**PASSAGE TO READ:**
= = = =

NeilBrown [Thu, 4 Jun 2009 02:44:32 +0000 (12:44 +1000)]
Examine: fix --examine --brief --verbose on containers.
With --verbose, --examine --brief prints dev= information after
the personality has done its bit.
But with containers, the member array are printed in between.
So in super-ddf and super-intel, move printing of the member
arrays to before printing of the container. This avoids
confusion.
NeilBrown [Thu, 4 Jun 2009 02:29:21 +0000 (12:29 +1000)]
super-intel: fix test on failed_disk_num.
We sometimes set failed_disk_num to ~0.
However we cannot test for equality with that as failed_disk_num
is 8bit and ~0 is probably 32bit with lots of 1's.
So test if ~failed_disk_num is 0 instead.
Reported-By: "Mr. James W. Laferriere" <babydr@baby-dragons.com> Signed-off-by: NeilBrown <neilb@suse.de>
NeilBrown [Tue, 2 Jun 2009 04:35:44 +0000 (14:35 +1000)]
Monitor: reduce default poll interval if mdstat is pollable.
Since 2.6.16, mdstat responds to select/poll.
So in that case, increase the default poll interval to about 15
minutes.
This ensures that the background load is insignificant.
NeilBrown [Tue, 2 Jun 2009 04:24:58 +0000 (14:24 +1000)]
Monitor: don't get confused if utime is never set.
externally managed arrays do not (currently) cause utime in
GET_ARRAY_INFO to be updated. So if it is zero, just assume the
current time.
This will cause GET_DISK_INFO to be called more often, but as we do
the scan only every 60 seconds normally, a few extra syscalls isn't
going to make a big difference.

= = = =

**RECORD EXTRACTS:**
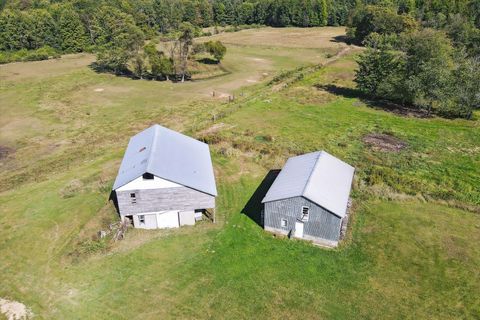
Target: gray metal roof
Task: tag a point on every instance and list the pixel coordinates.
(317, 176)
(169, 155)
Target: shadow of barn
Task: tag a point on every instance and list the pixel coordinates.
(254, 207)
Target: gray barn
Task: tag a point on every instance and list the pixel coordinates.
(309, 198)
(165, 180)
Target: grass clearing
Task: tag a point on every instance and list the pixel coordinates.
(410, 252)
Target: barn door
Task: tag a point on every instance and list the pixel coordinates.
(298, 229)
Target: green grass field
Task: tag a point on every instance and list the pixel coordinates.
(411, 250)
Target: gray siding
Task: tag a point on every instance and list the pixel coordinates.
(321, 223)
(163, 199)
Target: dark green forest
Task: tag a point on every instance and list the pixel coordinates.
(420, 53)
(79, 25)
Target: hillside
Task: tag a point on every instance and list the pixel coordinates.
(412, 246)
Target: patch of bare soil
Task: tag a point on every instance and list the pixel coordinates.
(384, 142)
(14, 310)
(5, 151)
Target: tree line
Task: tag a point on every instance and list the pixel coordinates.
(79, 25)
(432, 63)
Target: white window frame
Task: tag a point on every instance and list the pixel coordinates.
(305, 216)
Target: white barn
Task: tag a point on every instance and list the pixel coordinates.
(165, 180)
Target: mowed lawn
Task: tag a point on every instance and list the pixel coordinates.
(412, 250)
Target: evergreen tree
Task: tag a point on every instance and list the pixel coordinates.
(72, 32)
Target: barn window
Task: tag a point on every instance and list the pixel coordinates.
(147, 176)
(305, 213)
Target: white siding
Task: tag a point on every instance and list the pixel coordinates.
(168, 219)
(158, 220)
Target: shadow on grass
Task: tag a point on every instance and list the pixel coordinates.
(254, 207)
(384, 105)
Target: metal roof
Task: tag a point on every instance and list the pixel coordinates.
(169, 155)
(317, 176)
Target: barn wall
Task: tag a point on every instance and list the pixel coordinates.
(321, 223)
(154, 200)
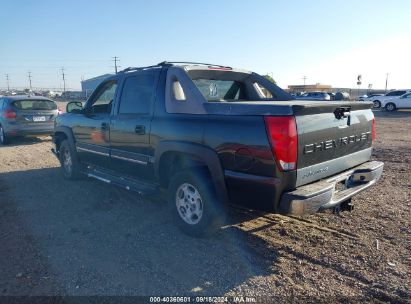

= = = =

**EXERCISE DIRECTIONS:**
Write out the commit log from "NeilBrown [Thu, 4 Jun 2009 02:29:21" up to and including "load is insignificant.", substituting "polling interval" for each occurrence of "poll interval". The material plays no part in what is asked here.

**SOLUTION TO THIS EXERCISE:**
NeilBrown [Thu, 4 Jun 2009 02:29:21 +0000 (12:29 +1000)]
super-intel: fix test on failed_disk_num.
We sometimes set failed_disk_num to ~0.
However we cannot test for equality with that as failed_disk_num
is 8bit and ~0 is probably 32bit with lots of 1's.
So test if ~failed_disk_num is 0 instead.
Reported-By: "Mr. James W. Laferriere" <babydr@baby-dragons.com> Signed-off-by: NeilBrown <neilb@suse.de>
NeilBrown [Tue, 2 Jun 2009 04:35:44 +0000 (14:35 +1000)]
Monitor: reduce default polling interval if mdstat is pollable.
Since 2.6.16, mdstat responds to select/poll.
So in that case, increase the default polling interval to about 15
minutes.
This ensures that the background load is insignificant.